Dataset excerpt
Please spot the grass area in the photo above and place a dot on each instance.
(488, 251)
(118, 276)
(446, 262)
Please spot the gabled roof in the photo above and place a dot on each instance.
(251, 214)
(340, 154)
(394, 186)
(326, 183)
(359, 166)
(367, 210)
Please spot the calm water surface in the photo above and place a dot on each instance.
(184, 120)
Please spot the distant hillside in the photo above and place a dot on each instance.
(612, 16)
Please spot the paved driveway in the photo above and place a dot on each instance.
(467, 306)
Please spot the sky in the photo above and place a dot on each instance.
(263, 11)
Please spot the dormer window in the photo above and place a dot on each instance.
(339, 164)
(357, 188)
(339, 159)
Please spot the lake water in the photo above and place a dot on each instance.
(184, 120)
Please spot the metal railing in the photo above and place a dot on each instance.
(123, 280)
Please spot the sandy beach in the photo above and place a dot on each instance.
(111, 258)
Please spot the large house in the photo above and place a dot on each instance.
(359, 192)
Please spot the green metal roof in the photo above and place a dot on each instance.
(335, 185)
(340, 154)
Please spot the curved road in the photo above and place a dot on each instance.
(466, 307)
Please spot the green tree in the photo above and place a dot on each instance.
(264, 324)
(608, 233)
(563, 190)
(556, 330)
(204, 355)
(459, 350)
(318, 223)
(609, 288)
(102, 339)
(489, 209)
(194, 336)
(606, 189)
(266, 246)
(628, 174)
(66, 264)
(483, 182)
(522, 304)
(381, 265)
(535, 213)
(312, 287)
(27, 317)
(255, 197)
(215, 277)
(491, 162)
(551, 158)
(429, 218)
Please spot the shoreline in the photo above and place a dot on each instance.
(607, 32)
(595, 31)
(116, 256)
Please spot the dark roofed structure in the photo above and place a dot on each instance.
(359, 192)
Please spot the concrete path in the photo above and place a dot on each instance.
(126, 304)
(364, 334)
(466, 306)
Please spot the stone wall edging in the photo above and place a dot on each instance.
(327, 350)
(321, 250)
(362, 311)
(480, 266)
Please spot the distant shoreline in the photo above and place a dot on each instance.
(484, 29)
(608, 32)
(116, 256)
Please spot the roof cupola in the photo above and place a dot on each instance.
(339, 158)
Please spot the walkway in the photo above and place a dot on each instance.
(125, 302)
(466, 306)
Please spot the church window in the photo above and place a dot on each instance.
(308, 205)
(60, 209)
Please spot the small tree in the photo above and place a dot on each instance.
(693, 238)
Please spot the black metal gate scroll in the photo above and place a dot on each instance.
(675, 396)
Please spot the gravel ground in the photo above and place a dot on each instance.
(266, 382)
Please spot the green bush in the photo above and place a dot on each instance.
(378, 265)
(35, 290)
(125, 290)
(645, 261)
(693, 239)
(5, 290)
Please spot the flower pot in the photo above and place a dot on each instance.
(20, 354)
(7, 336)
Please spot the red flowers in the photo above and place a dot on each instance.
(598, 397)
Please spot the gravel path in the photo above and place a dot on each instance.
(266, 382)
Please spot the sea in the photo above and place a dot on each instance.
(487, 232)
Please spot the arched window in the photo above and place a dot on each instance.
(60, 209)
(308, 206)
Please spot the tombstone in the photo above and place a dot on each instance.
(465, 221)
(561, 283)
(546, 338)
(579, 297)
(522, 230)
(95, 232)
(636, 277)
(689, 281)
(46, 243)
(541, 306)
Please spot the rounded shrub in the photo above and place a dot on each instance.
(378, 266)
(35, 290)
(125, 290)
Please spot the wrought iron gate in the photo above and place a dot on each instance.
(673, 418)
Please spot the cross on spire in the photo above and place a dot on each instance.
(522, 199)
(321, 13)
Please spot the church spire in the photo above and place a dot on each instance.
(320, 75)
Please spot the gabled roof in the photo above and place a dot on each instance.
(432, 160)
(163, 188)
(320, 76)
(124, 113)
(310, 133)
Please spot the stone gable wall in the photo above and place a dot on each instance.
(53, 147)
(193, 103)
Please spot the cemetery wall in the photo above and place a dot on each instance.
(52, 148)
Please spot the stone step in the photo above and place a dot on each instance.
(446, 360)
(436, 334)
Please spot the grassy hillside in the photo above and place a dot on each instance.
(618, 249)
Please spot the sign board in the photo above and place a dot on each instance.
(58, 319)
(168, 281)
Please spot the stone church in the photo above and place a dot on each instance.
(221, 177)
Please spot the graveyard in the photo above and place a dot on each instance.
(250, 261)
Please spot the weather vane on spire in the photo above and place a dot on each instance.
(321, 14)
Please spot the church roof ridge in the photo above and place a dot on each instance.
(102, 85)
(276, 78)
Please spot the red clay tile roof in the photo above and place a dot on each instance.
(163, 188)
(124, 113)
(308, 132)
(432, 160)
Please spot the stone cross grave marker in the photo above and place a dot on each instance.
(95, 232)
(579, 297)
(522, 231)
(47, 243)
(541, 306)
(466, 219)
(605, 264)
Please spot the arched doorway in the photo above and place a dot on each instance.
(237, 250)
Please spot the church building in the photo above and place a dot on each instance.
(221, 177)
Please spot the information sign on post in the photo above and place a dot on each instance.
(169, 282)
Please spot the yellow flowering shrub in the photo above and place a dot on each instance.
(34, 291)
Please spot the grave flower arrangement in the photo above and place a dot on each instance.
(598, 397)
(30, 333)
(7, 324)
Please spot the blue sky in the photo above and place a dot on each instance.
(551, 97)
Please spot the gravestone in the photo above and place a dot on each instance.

:: WHAT YOU HAVE TO DO ::
Repeat exactly the lines above from the line that contains "Please spot the arched doorway" through the end. Include both of these ends; leave out everything else.

:: ANSWER BELOW ::
Please spot the arched doorway in the photo above and place a dot on each instance.
(237, 250)
Please spot the church building in the photo above and place a dot on each instance.
(221, 177)
Please spot the information sign on post in the photo above and place a dot on each instance.
(169, 282)
Please spot the yellow flowering shrub in the photo above and place a dot on each instance.
(34, 291)
Please spot the grave flower arrangement in the photo above and place a dot on each instance.
(598, 397)
(30, 333)
(7, 324)
Please spot the blue sky in the photo above and place a dot on each instance.
(551, 97)
Please spot the gravestone in the photo above and place a dot on each instance.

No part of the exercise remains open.